Give the lines below as a numbered list, leaving out any blank lines.

Region annotation items:
┌──

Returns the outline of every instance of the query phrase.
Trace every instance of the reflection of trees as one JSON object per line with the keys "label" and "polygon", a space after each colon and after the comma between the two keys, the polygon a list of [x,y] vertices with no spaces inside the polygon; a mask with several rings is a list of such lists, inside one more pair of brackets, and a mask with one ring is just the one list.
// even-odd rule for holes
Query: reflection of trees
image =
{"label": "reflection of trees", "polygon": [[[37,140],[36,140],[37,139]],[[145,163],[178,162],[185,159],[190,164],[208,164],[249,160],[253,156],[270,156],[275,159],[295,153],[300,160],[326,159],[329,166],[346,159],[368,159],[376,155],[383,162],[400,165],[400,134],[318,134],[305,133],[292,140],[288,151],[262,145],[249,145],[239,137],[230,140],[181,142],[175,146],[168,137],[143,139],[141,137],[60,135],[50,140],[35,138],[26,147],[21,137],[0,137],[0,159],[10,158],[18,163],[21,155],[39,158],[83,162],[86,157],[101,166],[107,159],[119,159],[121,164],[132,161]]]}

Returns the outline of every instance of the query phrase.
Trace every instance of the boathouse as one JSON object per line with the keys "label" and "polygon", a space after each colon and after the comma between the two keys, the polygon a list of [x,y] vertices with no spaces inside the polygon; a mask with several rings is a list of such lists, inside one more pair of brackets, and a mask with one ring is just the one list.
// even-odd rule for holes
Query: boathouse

└──

Correct response:
1. Returns the outline of every instance of the query phrase.
2. Trace every instance of the reflection of trees as one JSON object per line with the keys "label" and "polygon", a space after each colon and after the comma between the two keys, the polygon a list of [x,y] vertices with no spaces inside the polygon; a mask with several rings is a list of such lists, inside one more pair of brackets, and a mask with one ring is just the one list.
3. // even-odd rule for holes
4. Query: reflection of trees
5. image =
6. {"label": "reflection of trees", "polygon": [[[37,140],[36,140],[37,139]],[[145,163],[178,162],[185,159],[190,164],[208,164],[249,160],[253,156],[270,156],[275,159],[295,153],[300,160],[326,159],[329,166],[346,159],[368,159],[376,155],[383,162],[400,165],[400,134],[318,134],[305,133],[292,140],[288,151],[262,145],[249,145],[239,137],[230,140],[181,142],[175,146],[168,137],[143,139],[141,137],[60,135],[50,140],[35,138],[26,147],[21,137],[0,137],[0,159],[10,158],[18,163],[21,155],[39,158],[83,162],[86,157],[101,166],[107,159],[119,159],[121,164],[132,161]]]}
7. Returns the outline of every instance of the query phrase.
8. Trace every instance of the boathouse as one JSON object per line with the keys "label" and "polygon", a space after each colon and after the comma between the two keys, the polygon a list of [x,y] vertices with no spaces inside the polygon; a mask with several rings is a list of such lists, inside one more pair of brackets, and a mask with one ring is just the one list.
9. // even-odd rule for holes
10. Query: boathouse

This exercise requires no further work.